• Instructions for the task: Copy each of the records below word for word, changing nothing.

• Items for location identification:
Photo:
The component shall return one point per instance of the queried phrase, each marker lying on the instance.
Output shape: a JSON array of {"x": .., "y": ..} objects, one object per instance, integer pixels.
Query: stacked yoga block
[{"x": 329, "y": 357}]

• Answer to this problem:
Photo:
The component shall return one point per instance of the queried phrase, each marker lying on the instance.
Output shape: a JSON array of {"x": .., "y": ..} objects, one object per instance, integer pixels.
Query: stacked yoga block
[{"x": 329, "y": 357}]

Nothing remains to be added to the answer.